• **Dataset entries**
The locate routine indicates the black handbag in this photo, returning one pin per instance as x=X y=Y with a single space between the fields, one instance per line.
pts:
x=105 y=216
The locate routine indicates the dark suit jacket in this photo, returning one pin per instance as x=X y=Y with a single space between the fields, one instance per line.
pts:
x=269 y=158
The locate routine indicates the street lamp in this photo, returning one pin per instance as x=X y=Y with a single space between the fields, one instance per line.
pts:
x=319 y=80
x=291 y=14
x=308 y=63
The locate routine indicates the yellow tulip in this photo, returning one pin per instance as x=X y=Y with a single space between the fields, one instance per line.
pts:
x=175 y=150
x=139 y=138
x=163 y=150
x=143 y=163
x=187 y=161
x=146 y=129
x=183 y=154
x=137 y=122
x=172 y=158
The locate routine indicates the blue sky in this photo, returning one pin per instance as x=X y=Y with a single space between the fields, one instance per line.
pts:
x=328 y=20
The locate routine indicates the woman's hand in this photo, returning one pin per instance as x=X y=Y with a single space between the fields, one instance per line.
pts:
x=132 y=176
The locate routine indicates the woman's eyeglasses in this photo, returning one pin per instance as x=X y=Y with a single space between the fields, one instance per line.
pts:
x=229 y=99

--

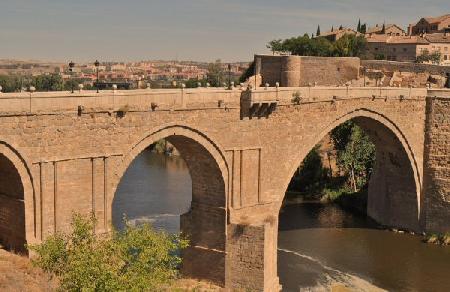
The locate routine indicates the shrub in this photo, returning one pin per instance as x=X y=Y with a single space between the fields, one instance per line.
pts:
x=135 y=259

• **Problem to solve**
Could you reproduce exactly the lines of the entries above, from the one with "The locate routine indicates the black" through the one with "The locate routine indicates the street", and nothing else?

• **The completed task**
The locate routine indicates the black handbag in this photo, returning one pin per instance as x=X y=Y with a single space between the fields, one instance per line.
pts:
x=105 y=216
The locate routine indicates the dark suit jacket in this photo, returning one pin per instance as x=X y=Y with a single space between the fields, one instance per line.
pts:
x=269 y=158
The locate routine indicates the street lamp in this photo, returning one pin per instance as x=X y=Y with a single space between the fields, one instance per line.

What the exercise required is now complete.